The liquid continues to be pushed towards the output area of the pump. Since there is no contact between the cam and the cam and the pump housing, this type of pump can handle dense liquids and liquids containing some solid substances, such as molasses, cooking oil, chocolate paste, paint, Ink, asphalt, paraffin, grease, clay, etc.

 

plunger pump

plunger pump belongs to a specific type of positive displacement pump and is a reciprocating pump, consisting of a hydraulic end and a power end. It generates suction or discharge pressure through a plunger (piston). The drive end drives the plunger to move backwards, creating a gap and vacuum that draws fluid into the pump housing. When the plunger moves forward, the chamber will be pressurized and the fluid drawn into the pump will be expelled.
A valve is also installed in the pump to prevent fluid from flowing back from the inlet. This type of pump is used for the simple movement of liquid materials and to facilitate the work of more complex pumps.
The plunger pump is suitable for conveying various media with small flow and high pressure. When the flow rate is less than 100 m3/h and the discharge pressure is greater than 10 MPa, it has high efficiency and good operation performance.

 

Positive Displacement Pump

 

What Is A Positive Displacement Pump?

A positive displacement (PD) pump moves a fluid by repeatedly enclosing a fixed volume and moving it mechanically through the system. The pumping action is cyclic and can be driven by pistons, screws, gears, rollers, diaphragms, or vanes.

 

Positive displacement pumps add energy to a fluid by applying force to the liquid with a mechanical device such as a piston or plunger. A positive displacement pump decreases the volume containing the liquid until the resulting liquid pressure equals the pressure in the discharge system.

That is, the liquid is compressed mechanically, causing a direct rise in potential energy. Most positive displacement pumps are reciprocating pumps in which the linear motion of a piston or plunger in a cylinder causes the displacement.

In rotary pumps, another common positive displacement pump, a circular motion causes the displacement. There are several manufacturers of positive displacement pumps which are often found in high-pressure services.

INFORMATION GIVEN:
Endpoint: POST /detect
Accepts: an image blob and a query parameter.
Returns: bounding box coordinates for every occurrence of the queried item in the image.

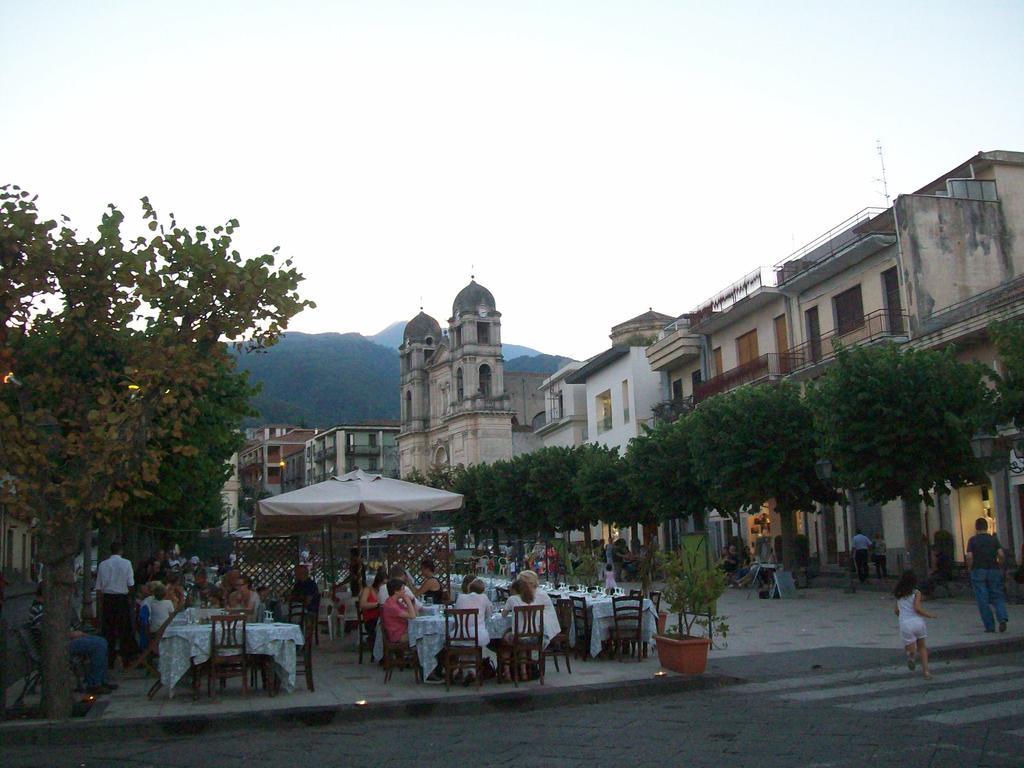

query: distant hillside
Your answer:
[231,331,568,427]
[366,321,541,360]
[503,354,572,374]
[239,333,400,427]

JOBS:
A. In the pump text, reproduce the passage between "plunger pump belongs" and "will be expelled.", inclusive, replacing "hydraulic end" with "fluid end".
B. Answer these questions using the pump text:
(i) Below what flow rate and above what discharge pressure does the plunger pump have high efficiency?
(ii) What can drive the cyclic pumping action of a positive displacement pump?
(iii) In rotary pumps, what causes the displacement?

EXERCISE RESULTS:
A.
plunger pump belongs to a specific type of positive displacement pump and is a reciprocating pump, consisting of a fluid end and a power end. It generates suction or discharge pressure through a plunger (piston). The drive end drives the plunger to move backwards, creating a gap and vacuum that draws fluid into the pump housing. When the plunger moves forward, the chamber will be pressurized and the fluid drawn into the pump will be expelled.

B.
(i) A flow rate below 100 m3/h and a discharge pressure above 10 MPa.
(ii) Pistons, screws, gears, rollers, diaphragms, or vanes.
(iii) A circular motion.